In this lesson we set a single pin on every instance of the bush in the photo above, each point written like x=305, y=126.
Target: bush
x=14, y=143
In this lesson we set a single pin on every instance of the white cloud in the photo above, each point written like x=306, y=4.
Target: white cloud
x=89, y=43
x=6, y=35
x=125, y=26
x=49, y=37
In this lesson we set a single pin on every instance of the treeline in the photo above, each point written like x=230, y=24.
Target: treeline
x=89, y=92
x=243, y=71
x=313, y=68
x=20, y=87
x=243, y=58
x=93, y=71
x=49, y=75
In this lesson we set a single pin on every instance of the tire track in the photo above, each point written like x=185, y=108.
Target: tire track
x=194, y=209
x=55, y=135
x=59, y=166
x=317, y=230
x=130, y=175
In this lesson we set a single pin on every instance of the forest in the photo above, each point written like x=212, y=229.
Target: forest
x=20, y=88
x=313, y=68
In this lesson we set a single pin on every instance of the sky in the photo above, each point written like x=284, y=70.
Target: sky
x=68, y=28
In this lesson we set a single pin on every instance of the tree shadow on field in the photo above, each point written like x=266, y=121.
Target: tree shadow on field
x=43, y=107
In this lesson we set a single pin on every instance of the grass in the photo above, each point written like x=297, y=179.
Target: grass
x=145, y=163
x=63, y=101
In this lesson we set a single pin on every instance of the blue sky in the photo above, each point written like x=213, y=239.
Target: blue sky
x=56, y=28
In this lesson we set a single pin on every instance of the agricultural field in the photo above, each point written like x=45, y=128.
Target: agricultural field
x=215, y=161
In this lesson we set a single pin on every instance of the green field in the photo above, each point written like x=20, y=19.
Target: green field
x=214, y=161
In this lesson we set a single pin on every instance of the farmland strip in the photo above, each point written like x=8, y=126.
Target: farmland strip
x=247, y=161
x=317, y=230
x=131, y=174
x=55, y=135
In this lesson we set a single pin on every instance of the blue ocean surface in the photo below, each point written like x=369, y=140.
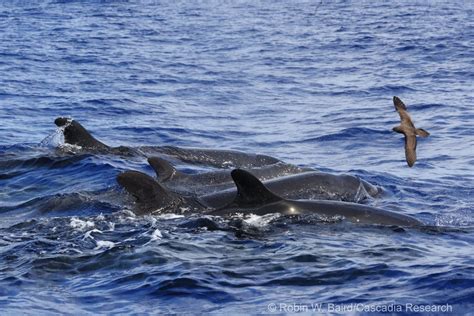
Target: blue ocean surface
x=308, y=82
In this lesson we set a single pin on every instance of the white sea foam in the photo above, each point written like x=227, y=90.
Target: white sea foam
x=104, y=244
x=80, y=224
x=156, y=235
x=260, y=221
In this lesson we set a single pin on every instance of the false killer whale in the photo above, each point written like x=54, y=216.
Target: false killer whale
x=213, y=181
x=408, y=129
x=253, y=197
x=76, y=134
x=216, y=189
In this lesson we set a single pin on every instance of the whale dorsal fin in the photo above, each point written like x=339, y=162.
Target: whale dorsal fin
x=148, y=193
x=250, y=190
x=76, y=134
x=163, y=169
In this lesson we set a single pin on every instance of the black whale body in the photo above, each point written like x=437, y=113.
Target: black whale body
x=253, y=197
x=76, y=134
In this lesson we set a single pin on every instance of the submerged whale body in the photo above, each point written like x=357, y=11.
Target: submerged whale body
x=408, y=129
x=213, y=181
x=76, y=134
x=252, y=197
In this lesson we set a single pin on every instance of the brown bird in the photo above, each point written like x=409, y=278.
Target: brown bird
x=408, y=129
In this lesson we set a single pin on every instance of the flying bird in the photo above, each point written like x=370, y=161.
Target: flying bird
x=408, y=129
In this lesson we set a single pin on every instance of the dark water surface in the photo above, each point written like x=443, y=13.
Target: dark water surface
x=310, y=83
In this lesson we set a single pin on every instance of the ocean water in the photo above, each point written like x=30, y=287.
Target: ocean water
x=308, y=82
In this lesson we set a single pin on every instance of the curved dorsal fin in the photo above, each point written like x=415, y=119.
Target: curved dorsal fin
x=399, y=103
x=76, y=134
x=148, y=193
x=250, y=190
x=164, y=169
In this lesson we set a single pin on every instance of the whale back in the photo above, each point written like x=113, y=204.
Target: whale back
x=76, y=134
x=163, y=169
x=148, y=193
----
Leaving the images behind, set down every entry word for word.

In this lesson we set a single pin on every instance of the bush in the photo above, each point written like x=305, y=126.
Target: bush
x=14, y=143
In this lesson we set a single pin on every instance of the white cloud in the photo above, each point written like x=306, y=4.
Target: white cloud
x=89, y=43
x=6, y=35
x=125, y=26
x=49, y=37
In this lesson we set a single pin on every instance of the treeline in the photo above, each point written like x=230, y=24.
Target: treeline
x=89, y=92
x=243, y=71
x=313, y=68
x=20, y=87
x=243, y=58
x=93, y=71
x=49, y=75
In this lesson we set a single pin on every instance of the tire track in the photo above, each point written like x=185, y=108.
Target: tire track
x=194, y=209
x=55, y=135
x=59, y=166
x=317, y=230
x=130, y=175
In this lesson we set a single pin on every instance of the forest in the photo above, each point written like x=212, y=229.
Target: forest
x=20, y=88
x=313, y=68
In this lesson we set a single pin on every instance of the sky in the photo above, each point written like x=284, y=70.
Target: sky
x=68, y=28
In this lesson we set a single pin on every instance of the tree shadow on field in the photo above, each point written like x=266, y=121.
Target: tree shadow on field
x=43, y=107
In this lesson we set a single pin on every instance of the grass in the photo above, each point written like x=297, y=179.
Target: grass
x=145, y=163
x=63, y=101
In this lesson we set a single pin on every instance of the blue sky in the photo above, each point written like x=213, y=239.
Target: blue sky
x=56, y=28
In this lesson we set a single pin on every instance of the agricultural field in the photo above, each point written like x=45, y=128.
Target: agricultural field
x=215, y=161
In this lesson we set a single pin on every instance of the green field in the photo above, each point written like x=20, y=19.
Target: green field
x=214, y=161
In this lesson we set a single pin on every instance of the farmland strip in the photo above, each point written like x=8, y=126.
Target: farmland strip
x=247, y=161
x=317, y=230
x=131, y=174
x=55, y=135
In this lesson we set a single pin on every instance of the blue ocean surface in the photo below, each point written like x=369, y=140.
Target: blue ocean surface
x=308, y=82
In this lesson we set a single pin on every instance of the white sea foam in the photo above, each point written like x=227, y=90.
Target: white sea foam
x=104, y=244
x=80, y=224
x=156, y=235
x=260, y=221
In this lesson we set a single pin on every instance of the false killer whale in the photo above, each point written like x=54, y=216.
Target: false killer whale
x=213, y=181
x=408, y=129
x=253, y=197
x=76, y=134
x=216, y=189
In this lesson we set a single pin on every instance of the whale dorsal fin in the photo above, each point written like x=339, y=162.
Target: whale dorsal fin
x=148, y=193
x=250, y=190
x=76, y=134
x=163, y=169
In this lesson we set a single pin on every instance of the black whale body in the photo above, each point written like x=437, y=113.
Target: black whale body
x=253, y=197
x=76, y=134
In this lesson we set a single pin on every instance of the submerged whale body in the photo above, each point written like x=357, y=11.
Target: submerged whale body
x=408, y=129
x=213, y=181
x=76, y=134
x=252, y=197
In this lesson we set a single pin on every instance of the brown bird in the photo above, each point written like x=409, y=278.
Target: brown bird
x=408, y=129
In this lesson we set a single pin on every instance of the flying bird in the photo above, each point written like x=370, y=161.
Target: flying bird
x=408, y=129
In this lesson we set a single pin on every instance of the dark water surface in the photo above, each point written like x=443, y=13.
Target: dark water surface
x=310, y=83
In this lesson we set a single pin on every instance of the ocean water in the photo above, each point written like x=30, y=287.
Target: ocean water
x=308, y=82
In this lesson we set a single pin on every instance of the curved dorsal fin in the photo above, each point written like x=415, y=119.
Target: curved dorsal fin
x=399, y=103
x=76, y=134
x=148, y=193
x=250, y=190
x=164, y=169
In this lesson we set a single pin on every instance of the whale back in the photo above, each point written like x=113, y=204.
Target: whale back
x=76, y=134
x=163, y=169
x=148, y=193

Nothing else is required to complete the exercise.